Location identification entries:
########################################
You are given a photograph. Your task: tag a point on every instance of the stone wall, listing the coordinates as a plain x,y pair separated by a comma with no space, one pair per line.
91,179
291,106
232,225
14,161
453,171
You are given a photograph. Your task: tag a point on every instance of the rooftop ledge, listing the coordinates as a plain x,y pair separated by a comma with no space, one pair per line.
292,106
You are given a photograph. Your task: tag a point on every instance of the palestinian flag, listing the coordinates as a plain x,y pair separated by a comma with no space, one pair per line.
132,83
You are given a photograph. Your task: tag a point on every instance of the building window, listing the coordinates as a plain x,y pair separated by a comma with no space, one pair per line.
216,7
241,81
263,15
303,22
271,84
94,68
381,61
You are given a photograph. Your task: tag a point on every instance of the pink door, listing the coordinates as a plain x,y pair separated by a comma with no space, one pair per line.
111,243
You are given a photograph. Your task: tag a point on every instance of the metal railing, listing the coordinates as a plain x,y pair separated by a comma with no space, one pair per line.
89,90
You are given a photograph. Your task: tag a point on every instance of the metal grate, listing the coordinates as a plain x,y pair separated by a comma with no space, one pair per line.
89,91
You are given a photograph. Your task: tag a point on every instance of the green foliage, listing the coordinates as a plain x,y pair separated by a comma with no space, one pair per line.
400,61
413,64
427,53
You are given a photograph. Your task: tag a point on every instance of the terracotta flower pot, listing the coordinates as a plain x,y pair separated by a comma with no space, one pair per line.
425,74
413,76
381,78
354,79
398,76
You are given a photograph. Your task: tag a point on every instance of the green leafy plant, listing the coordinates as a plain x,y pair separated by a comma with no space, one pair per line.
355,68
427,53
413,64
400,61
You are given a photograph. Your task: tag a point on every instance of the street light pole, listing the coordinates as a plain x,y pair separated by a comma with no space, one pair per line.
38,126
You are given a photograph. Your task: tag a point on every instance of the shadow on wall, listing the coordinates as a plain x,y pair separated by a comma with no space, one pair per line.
########################################
## WHAT IS NEEDED
Write out every line of the records above word for word.

## OUTPUT BELOW
You are given a photograph. Your task: tag a point on every instance of the stone wall, listing the coordinates as a plain x,y pair separated by a comma with no space, one pair per line.
91,179
291,106
232,225
14,161
453,171
You are given a photograph. Your task: tag a point on every instance of the rooftop ledge, listing the coordinates as a plain x,y pair separated by a comma with no space, one pair per line.
292,106
You are given a photograph. Your task: tag a point on every instance of the palestinian flag, listing the coordinates as a plain x,y pair separated by a comma with no space, one pair per line.
132,83
You are given a photograph. Your task: tag a point on every instance of the building window, listing the coordinates as a plain x,y pair separated by a comma with no space, one pair per line.
216,7
241,81
263,15
303,22
271,84
94,68
381,61
You are given a photograph. Your task: tag a point on every instance of the pink door, listing the coordinates as a plain x,y pair separated by a comma with no space, one pair per line.
111,243
You are given a photograph. Your task: tag a point on every instance of the metal railing, listing the coordinates as a plain x,y pair separated by a comma with no space, one pair per line.
89,90
You are given a photograph. Your task: tag a point on every instance of the metal grate, listing the coordinates as a plain x,y pair separated by a comma with no space, one pair per line.
89,91
You are given a photograph. Your task: tag a point on every instance of the green foliage, listing the coordinates as a plain x,y pair separated by a comma with no space, one pair per line.
400,61
413,64
427,53
You are given a photograph. Your task: tag a point on every instance of the terracotta flower pot, listing the coordinates as a plain x,y pair separated by a comma with no space, one pair per line.
425,74
413,76
381,78
354,79
398,76
You are given a photograph. Your task: tag a point on every instance of the green leafy plant, listing the coordinates as a plain x,y pair separated by a comma with no space, one pair per line.
355,68
427,53
413,64
400,61
You are given a photograph. Your task: tag a point on every instance of the street light pole, listing the coordinates as a plain x,y pair separated by a comma with no space, one pair per line.
38,126
You are given a photograph. Your task: tag a point on every instance of the shadow on wall, listing the coordinates as a plain x,y pair separated by a comma with no space, one pair per line.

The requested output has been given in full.